■ Available records:
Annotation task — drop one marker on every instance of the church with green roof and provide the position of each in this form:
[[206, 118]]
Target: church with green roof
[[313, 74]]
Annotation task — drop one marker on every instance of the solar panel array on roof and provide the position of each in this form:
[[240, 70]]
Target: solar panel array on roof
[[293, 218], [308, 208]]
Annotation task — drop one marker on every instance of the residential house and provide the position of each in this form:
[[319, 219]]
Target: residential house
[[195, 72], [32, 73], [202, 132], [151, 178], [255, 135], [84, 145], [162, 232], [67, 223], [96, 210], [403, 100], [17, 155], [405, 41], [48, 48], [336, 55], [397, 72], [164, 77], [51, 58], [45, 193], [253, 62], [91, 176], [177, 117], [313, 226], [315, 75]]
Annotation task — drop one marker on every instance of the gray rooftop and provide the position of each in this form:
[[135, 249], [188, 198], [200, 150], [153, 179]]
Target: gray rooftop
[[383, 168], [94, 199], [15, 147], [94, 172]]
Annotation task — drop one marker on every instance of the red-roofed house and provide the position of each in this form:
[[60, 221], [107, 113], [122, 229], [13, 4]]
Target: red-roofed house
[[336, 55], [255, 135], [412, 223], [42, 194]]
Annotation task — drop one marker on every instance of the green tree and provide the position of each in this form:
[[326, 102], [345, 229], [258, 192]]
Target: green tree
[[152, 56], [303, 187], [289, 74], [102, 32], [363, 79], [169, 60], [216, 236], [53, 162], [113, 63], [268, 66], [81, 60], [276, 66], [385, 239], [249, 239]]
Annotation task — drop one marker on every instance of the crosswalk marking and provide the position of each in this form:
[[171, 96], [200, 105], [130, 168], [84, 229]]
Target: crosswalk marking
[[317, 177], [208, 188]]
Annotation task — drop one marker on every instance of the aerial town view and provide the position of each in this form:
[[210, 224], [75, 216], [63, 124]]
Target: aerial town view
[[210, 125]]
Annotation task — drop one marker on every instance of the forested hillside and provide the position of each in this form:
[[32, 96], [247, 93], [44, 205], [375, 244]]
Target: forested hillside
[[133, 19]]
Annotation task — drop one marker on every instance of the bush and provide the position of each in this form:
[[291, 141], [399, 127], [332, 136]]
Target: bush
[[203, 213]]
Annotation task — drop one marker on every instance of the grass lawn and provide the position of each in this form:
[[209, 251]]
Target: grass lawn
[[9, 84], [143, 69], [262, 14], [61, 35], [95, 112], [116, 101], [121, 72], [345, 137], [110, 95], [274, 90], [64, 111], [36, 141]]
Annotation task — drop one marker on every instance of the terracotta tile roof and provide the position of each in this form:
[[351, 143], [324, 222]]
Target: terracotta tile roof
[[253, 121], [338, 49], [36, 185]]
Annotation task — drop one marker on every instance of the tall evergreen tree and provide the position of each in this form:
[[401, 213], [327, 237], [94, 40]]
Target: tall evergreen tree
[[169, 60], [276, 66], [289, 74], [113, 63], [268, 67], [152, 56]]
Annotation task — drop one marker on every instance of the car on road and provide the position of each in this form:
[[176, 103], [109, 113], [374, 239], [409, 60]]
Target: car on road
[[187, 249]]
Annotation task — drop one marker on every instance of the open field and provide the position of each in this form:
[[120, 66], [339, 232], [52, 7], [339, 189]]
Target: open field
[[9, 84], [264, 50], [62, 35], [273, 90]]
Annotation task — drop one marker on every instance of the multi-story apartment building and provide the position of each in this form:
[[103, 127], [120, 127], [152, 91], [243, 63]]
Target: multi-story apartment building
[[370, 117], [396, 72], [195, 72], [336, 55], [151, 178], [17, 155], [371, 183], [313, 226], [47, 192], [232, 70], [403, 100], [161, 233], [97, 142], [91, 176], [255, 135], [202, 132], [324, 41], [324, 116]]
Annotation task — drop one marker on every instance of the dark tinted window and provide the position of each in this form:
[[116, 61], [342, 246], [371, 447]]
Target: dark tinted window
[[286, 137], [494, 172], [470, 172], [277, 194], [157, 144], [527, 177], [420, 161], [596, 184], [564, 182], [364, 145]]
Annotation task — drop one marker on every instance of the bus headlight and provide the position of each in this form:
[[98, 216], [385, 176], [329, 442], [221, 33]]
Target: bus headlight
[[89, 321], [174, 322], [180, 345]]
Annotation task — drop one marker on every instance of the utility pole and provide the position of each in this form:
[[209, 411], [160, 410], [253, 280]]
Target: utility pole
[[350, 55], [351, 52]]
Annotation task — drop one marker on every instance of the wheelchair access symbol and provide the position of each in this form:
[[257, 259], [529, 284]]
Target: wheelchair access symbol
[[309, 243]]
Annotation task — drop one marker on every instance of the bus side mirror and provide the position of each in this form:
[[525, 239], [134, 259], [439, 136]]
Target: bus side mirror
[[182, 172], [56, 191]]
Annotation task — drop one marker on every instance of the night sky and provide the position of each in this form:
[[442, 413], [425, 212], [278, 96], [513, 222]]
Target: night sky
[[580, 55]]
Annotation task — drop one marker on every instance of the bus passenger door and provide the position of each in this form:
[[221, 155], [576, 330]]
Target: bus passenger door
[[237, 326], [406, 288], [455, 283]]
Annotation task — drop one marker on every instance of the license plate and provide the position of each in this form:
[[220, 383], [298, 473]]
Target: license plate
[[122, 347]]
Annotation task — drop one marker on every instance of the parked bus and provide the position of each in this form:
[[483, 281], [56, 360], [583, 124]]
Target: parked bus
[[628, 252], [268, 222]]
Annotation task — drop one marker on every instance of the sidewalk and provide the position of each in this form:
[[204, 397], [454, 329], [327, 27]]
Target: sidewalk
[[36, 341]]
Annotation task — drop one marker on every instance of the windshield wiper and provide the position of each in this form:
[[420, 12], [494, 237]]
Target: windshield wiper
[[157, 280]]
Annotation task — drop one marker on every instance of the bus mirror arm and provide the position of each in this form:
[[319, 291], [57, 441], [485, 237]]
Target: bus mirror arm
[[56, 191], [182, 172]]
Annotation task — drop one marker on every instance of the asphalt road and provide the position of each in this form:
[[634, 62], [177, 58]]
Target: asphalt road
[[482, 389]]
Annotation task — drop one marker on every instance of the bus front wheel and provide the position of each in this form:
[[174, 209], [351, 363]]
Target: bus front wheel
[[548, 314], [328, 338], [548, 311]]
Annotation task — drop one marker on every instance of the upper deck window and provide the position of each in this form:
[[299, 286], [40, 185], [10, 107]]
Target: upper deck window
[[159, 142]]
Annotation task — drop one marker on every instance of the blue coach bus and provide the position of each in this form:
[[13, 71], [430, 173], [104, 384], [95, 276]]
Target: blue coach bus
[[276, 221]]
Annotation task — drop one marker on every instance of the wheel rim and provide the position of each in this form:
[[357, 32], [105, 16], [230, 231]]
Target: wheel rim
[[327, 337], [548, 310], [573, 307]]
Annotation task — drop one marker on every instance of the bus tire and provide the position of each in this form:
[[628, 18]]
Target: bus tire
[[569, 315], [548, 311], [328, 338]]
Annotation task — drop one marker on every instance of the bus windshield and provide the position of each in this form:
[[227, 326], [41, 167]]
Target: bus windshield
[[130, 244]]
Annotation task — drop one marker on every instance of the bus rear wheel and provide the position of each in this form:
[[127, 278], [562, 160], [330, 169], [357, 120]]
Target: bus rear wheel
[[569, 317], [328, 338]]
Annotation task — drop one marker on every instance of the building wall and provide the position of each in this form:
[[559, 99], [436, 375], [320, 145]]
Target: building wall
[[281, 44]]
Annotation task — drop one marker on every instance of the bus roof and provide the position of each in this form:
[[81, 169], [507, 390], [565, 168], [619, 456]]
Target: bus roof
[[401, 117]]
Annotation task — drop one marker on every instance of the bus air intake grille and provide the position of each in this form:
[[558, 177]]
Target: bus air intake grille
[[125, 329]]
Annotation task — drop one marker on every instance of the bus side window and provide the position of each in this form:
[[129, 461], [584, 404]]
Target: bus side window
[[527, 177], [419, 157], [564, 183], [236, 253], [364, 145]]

■ Required action: In the records above, find the line containing "[[326, 102], [345, 229], [258, 192]]" and restate word for word every line from the first through that one.

■ Solution to the exercise:
Annotation task — drop one marker on every instance of the church with green roof and provide the position of each in this form:
[[206, 118]]
Target: church with green roof
[[313, 74]]
Annotation task — drop one marker on every instance of the solar panel array on roof and provide the position of each in this form:
[[240, 70]]
Target: solar panel array on roof
[[293, 218], [308, 208]]
Annotation task — drop one marker on every instance of the residential house and provide the position of each in this form:
[[319, 219]]
Target: residential house
[[195, 72], [32, 73], [202, 132], [151, 178], [255, 135], [84, 145], [162, 232], [67, 223], [96, 210], [403, 100], [17, 155], [405, 41], [48, 48], [336, 55], [397, 72], [164, 77], [51, 58], [45, 193], [253, 62], [91, 176], [177, 117], [313, 226], [315, 75]]
Annotation task — drop one marker on every instance of the gray rooftop and provide the position of each in this form:
[[135, 249], [188, 198], [200, 150], [153, 179]]
Target: gray rooftop
[[383, 168], [94, 199], [15, 147], [94, 172]]
Annotation task — drop one marker on every instance of the red-roofed house and provide the position of each in this form:
[[60, 221], [107, 113], [122, 229], [13, 4]]
Target: red-roofed house
[[336, 55], [255, 135], [412, 223], [42, 194]]
Annotation task — drop one marker on every instance of the green tree and provide the position of each in this form:
[[326, 102], [345, 229], [258, 192]]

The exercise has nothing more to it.